Goal: Without omitting anything, retype the data that follows.

####

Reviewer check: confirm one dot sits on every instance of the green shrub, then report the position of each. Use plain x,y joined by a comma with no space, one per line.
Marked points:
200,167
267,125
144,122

####

Response to this task:
Reviewer check: confirm one dot sits on every instance of the green shrub, then report the position of each. Use plain x,y joined by a comma with no space, one per line.
Marked points:
200,167
267,125
144,122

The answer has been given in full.